§ To do
A. Quote the passage from the Medicare heart attack study summary starting at "Association of Medicare" and ending at "Landon, et al.".
B. Condense the paragraph of the Medicare heart attack study summary that begins "[Clinical] Enrollment in Medicare Advantage" into a short bulleted list that keeps its main facts.

Summary: A national study of 2.2 million Medicare hospital admissions for heart attacks finds no clinical differences between Medicare Advantage and Traditional Medicare by 2018. At best, Medicare Advantage is providing equal outcomes at higher cost.
Association of Medicare Advantage vs Traditional Medicare With 30-Day Mortality Among Patients With Acute Myocardial Infarction, JAMA, December 6, 2022, by Bruce E. Landon, et al.
Abstract:
OBJECTIVE: To compare 30-day mortality and treatment for Medicare Advantage and traditional Medicare patients presenting with acute myocardial infarction (MI) from 2009 to 2018.
RESULTS: [statistical detail removed for clarity]
[Clinical] Enrollment in Medicare Advantage vs traditional Medicare was associated with significantly lower adjusted 30-day mortality rates in 2009 (19.1% vs 20.6%). By 2018, mortality had declined in all groups, and there were no longer statically significant differences between Medicare Advantage (17.7%) and traditional Medicare (17.8%) … By 2018, there was no … significant difference in standardized 90-day revascularization rates between Medicare Advantage and traditional Medicare.
[Utilization] Rates of guideline-recommended medication prescriptions were … higher in Medicare Advantage (91.7%) vs traditional Medicare patients (89.0%)…. Medicare Advantage patients were … less likely to be admitted to an ICU than traditional Medicare patients (50.3% vs 51.2%) and more likely to be discharged to home rather than to a postacute facility (71.5% vs 70.2%). Adjusted 30-day readmission rates were lower in Medicare Advantage than in traditional Medicare (13.8% vs 15.2% and 11.2%vs 11.9%).

Excerpts from a dataset

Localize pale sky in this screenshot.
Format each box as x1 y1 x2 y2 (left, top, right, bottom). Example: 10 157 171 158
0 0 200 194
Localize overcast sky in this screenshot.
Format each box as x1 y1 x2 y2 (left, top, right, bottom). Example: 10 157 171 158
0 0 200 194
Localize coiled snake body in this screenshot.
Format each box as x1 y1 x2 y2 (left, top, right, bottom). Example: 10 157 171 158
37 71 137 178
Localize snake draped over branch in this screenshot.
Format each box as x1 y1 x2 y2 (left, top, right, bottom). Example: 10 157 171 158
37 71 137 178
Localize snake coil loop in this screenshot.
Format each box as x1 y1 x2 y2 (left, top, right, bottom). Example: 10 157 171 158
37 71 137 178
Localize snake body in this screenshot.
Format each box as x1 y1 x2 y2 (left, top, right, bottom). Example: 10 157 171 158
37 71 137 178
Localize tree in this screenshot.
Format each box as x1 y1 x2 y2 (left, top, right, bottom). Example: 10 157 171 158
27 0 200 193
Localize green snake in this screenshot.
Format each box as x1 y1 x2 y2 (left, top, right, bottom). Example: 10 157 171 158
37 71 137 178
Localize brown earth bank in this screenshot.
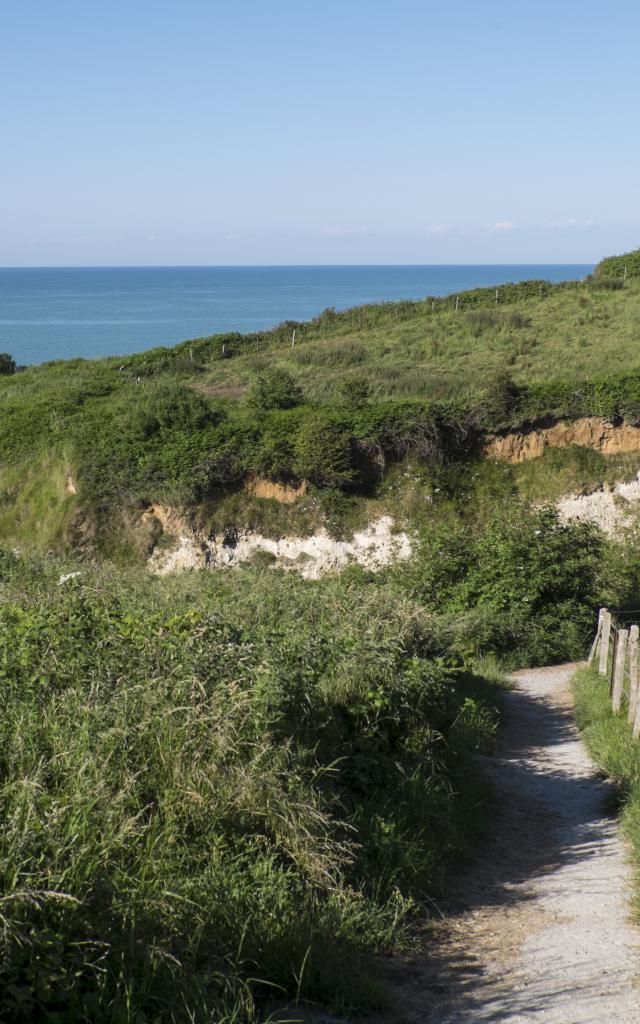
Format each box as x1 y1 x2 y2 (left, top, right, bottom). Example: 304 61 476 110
483 416 640 462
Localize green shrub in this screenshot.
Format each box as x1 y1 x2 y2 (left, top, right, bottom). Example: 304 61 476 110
0 352 16 377
294 412 355 487
594 249 640 281
0 552 496 1024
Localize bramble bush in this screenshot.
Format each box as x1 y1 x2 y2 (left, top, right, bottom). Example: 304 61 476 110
0 553 496 1024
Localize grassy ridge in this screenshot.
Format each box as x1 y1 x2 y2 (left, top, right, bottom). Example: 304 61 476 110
0 251 640 1024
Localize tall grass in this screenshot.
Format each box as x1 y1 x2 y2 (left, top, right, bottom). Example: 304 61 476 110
0 553 496 1024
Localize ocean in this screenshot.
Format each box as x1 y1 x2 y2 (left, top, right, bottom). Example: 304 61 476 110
0 263 593 365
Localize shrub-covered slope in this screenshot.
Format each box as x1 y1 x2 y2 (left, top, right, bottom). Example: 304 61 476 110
0 554 496 1024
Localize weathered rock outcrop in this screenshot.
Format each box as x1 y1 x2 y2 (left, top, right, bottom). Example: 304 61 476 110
484 416 640 462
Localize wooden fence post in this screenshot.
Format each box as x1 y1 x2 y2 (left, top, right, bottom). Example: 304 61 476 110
598 608 611 676
611 630 629 714
633 679 640 739
628 626 639 725
587 608 606 665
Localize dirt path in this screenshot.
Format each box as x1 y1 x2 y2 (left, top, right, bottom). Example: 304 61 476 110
368 666 640 1024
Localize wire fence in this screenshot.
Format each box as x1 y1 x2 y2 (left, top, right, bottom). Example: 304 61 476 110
589 608 640 739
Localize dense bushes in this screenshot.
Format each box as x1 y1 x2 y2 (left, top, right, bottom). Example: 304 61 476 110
0 554 494 1024
572 669 640 910
594 249 640 281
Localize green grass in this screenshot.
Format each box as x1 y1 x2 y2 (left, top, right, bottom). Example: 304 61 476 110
6 253 640 1024
0 553 497 1024
194 281 640 401
573 669 640 918
0 256 640 559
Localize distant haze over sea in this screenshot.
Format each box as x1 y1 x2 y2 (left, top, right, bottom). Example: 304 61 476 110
0 263 593 364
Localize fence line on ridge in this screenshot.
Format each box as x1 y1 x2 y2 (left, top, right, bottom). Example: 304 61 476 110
588 608 640 739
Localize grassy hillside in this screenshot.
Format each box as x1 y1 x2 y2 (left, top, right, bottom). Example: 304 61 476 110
0 253 640 1024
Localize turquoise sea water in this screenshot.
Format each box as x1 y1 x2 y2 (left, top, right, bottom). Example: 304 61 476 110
0 264 593 365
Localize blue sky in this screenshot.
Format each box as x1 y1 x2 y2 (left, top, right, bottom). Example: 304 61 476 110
0 0 640 266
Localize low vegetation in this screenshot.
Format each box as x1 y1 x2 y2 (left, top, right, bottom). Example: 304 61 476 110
0 251 640 1024
0 553 496 1022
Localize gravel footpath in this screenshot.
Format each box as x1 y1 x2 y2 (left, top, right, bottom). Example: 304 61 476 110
364 666 640 1024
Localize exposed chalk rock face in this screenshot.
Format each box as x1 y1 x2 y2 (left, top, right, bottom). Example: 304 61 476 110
484 416 640 462
143 505 412 580
556 473 640 537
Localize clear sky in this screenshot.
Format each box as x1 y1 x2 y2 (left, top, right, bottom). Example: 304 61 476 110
0 0 640 266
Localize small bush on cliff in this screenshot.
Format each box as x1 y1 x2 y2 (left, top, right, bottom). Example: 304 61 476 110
249 367 302 410
0 352 16 377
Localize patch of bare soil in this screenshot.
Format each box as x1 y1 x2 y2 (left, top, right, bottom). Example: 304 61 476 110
362 666 640 1024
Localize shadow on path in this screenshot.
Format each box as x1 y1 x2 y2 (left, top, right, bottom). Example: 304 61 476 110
364 666 640 1024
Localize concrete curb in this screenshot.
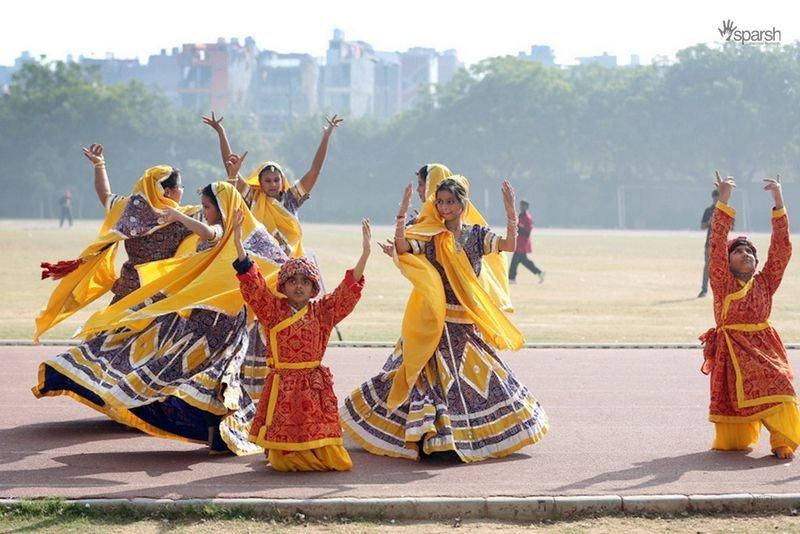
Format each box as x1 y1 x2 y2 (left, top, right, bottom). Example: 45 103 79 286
0 493 800 521
10 339 800 350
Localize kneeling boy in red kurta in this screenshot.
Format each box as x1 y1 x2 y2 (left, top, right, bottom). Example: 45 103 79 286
234 210 371 471
700 174 800 459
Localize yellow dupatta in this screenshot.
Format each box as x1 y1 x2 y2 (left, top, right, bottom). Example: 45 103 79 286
245 161 303 257
78 182 286 338
417 163 514 312
425 163 453 199
387 176 525 410
33 165 200 342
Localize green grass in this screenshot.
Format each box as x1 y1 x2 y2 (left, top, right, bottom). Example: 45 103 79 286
0 500 800 534
6 221 800 343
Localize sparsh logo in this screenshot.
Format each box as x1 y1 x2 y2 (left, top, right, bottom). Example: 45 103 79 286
717 19 781 44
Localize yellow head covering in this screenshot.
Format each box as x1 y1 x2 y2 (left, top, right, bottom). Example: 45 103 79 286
79 182 286 337
425 163 453 200
388 175 525 409
245 161 303 257
33 165 200 341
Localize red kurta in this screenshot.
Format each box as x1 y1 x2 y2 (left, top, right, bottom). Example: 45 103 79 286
514 211 533 254
701 202 795 423
238 264 364 451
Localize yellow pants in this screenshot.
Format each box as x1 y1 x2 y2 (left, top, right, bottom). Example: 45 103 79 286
711 402 800 452
267 445 353 472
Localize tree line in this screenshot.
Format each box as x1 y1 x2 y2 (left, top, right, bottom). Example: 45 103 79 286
6 43 800 230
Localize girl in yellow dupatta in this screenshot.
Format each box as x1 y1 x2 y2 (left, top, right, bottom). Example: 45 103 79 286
203 112 344 406
34 174 286 454
203 112 344 257
340 176 548 462
34 144 200 341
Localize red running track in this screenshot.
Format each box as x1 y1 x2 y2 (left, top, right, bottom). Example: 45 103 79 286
0 347 800 499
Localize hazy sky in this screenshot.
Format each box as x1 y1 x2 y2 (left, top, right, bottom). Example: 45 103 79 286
0 0 800 65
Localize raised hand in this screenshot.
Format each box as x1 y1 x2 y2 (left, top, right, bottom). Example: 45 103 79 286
225 150 247 182
501 180 517 219
81 143 106 167
361 219 372 253
714 171 736 204
764 174 783 209
203 111 223 132
397 184 414 219
322 115 344 134
233 208 244 241
376 239 394 258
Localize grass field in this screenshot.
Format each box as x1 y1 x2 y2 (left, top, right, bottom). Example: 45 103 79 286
0 220 800 343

§ Completed exercise
A.
Association of Medicare Advantage vs Traditional Medicare With 30-Day Mortality Among Patients With Acute Myocardial Infarction, JAMA, December 6, 2022, by Bruce E. Landon, et al.

B.
- In 2009, Medicare Advantage enrollment was linked to significantly lower adjusted 30-day mortality than traditional Medicare (19.1% vs 20.6%).
- By 2018, mortality had fallen in all groups. The gap between Medicare Advantage (17.7%) and traditional Medicare (17.8%) was no longer statistically significant.
- By 2018, standardized 90-day revascularization rates showed no significant difference between the two.